# Page text:
START
Mounted at /content/drive


In [2]:
import pandas as pd
train = pd.read_csv('/content/drive/MyDrive/NLP/train_aug.csv', index_col=0)
test = pd.read_csv('/content/drive/MyDrive/NLP/test.csv', index_col=0)

In [3]:
train.head()

Unnamed: 0,sentence,sentiment_values
0,"In gleefully , thumpingly hyperbolic terms , i...",2
1,These people would n't know subtle characteriz...,0
2,"A grittily beautiful film that looks , sounds ...",3
3,No more .,1
4,Although ... visually striking and slickly sta...,1


In [4]:
test.head()

Unnamed: 0,sentence,sentiment_values
0,You might be shocked to discover that Seinfeld...,2
1,"For a film that celebrates radical , nonconfor...",2
2,Films are made of little moments .,2
3,The main problem being that it 's only a peek .,2
4,Even the imaginative gore ca n't hide the must...,1


In [5]:
# Import Library
import random
import torch, torchtext
from torchtext.legacy import data 

# Manual Seed
SEED = 43
torch.manual_seed(SEED)
END
# Extracted data:
START
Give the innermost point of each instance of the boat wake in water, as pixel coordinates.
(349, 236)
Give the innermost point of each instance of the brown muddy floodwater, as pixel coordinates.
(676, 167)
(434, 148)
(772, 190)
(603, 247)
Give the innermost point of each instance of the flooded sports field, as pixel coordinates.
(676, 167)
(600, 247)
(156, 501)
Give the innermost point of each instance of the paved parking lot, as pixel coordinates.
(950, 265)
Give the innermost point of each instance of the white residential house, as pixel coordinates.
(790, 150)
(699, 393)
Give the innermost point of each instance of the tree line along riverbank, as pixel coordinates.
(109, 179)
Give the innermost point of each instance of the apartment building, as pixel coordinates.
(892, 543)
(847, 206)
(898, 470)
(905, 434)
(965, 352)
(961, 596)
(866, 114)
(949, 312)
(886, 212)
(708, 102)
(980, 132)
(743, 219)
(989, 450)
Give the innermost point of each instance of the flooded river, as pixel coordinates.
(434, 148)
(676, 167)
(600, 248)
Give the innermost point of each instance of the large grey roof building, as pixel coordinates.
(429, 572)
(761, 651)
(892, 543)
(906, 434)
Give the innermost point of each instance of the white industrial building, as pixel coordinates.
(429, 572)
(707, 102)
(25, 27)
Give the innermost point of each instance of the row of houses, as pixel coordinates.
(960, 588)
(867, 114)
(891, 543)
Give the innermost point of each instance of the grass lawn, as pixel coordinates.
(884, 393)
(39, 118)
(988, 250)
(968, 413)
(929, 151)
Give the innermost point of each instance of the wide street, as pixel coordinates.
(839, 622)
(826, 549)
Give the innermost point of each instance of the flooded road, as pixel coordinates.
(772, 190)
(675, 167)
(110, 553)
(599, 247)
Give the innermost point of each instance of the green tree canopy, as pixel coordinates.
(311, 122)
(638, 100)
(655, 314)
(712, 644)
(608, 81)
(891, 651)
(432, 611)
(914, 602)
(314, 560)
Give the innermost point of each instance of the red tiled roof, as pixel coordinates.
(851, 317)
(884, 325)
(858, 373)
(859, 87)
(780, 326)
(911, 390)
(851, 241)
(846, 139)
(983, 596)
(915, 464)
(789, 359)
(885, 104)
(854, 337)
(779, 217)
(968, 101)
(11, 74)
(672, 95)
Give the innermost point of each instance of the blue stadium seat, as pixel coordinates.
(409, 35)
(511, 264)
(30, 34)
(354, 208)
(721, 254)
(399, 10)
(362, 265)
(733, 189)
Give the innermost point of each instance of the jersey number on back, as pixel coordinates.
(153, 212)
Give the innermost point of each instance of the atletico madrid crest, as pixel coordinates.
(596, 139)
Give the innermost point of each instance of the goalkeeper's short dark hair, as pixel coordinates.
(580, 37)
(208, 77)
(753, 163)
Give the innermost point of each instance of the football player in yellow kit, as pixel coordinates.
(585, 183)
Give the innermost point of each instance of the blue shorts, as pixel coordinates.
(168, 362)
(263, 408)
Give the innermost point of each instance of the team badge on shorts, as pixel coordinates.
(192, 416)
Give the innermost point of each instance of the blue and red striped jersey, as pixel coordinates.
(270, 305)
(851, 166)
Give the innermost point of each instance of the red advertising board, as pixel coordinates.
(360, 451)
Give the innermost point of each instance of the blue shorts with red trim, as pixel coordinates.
END
# Written tasks:
1. Write out the sentiment notebook text between "Mounted at /content/drive" and "train.head()", inclusive, with no changes.
2. List every input cell label, such as "In [2]:", that appears in the sentiment notebook.
3. Extend the sentiment notebook by continuing its code after the last line shown.
The records come from a separate source.

# Answers to the exercise:
1.
Mounted at /content/drive


In [2]:
import pandas as pd
train = pd.read_csv('/content/drive/MyDrive/NLP/train_aug.csv', index_col=0)
test = pd.read_csv('/content/drive/MyDrive/NLP/test.csv', index_col=0)

In [3]:
train.head()

2.
In [2]:
In [3]:
In [4]:
In [5]:

3.
<torch._C.Generator at 0x7f1c53e53870>

In [6]:
Sentence = data.Field(sequential = True, tokenize = 'spacy', batch_first =True, include_lengths=True)
Label = data.LabelField(tokenize ='spacy', is_target=True, batch_first =True, sequential =False)

In [7]:
fields = [('sentences', Sentence),('labels',Label)]

In [8]:
example = [data.Example.fromlist([train.sentence[i],train.sentiment_values[i]], fields) for i in range(train.shape[0])] 

In [9]:
train_data = data.Dataset(example, fields)

In [10]:
example_test = [data.Example.fromlist([test.sentence[i],test.sentiment_values[i]], fields) for i in range(test.shape[0])] 

In [11]:
valid_data = data.Dataset(example_test, fields)

In [12]:
(len(train_data), len(valid_data))

(12483, 2371)

In [13]:
vars(valid_data.examples[50])

{'labels': 3,
 'sentences': ['Watching',
  'Austin',
  'Powers',
  'in',
  'Goldmember',
  'is',
  'like',
  'binging',
  'on',
  'cotton',
  'candy',
  '.']}

In [14]:
Sentence.build_vocab(train_data)
Label.build_vocab(train_data)

In [15]:
print('Size of input vocab : ', len(Sentence.vocab))
print('Size of label vocab : ', len(Label.vocab))
print('Top 10 words appreared repeatedly :', list(Sentence.vocab.freqs.most_common(10)))
print('Labels : ', Label.vocab.stoi)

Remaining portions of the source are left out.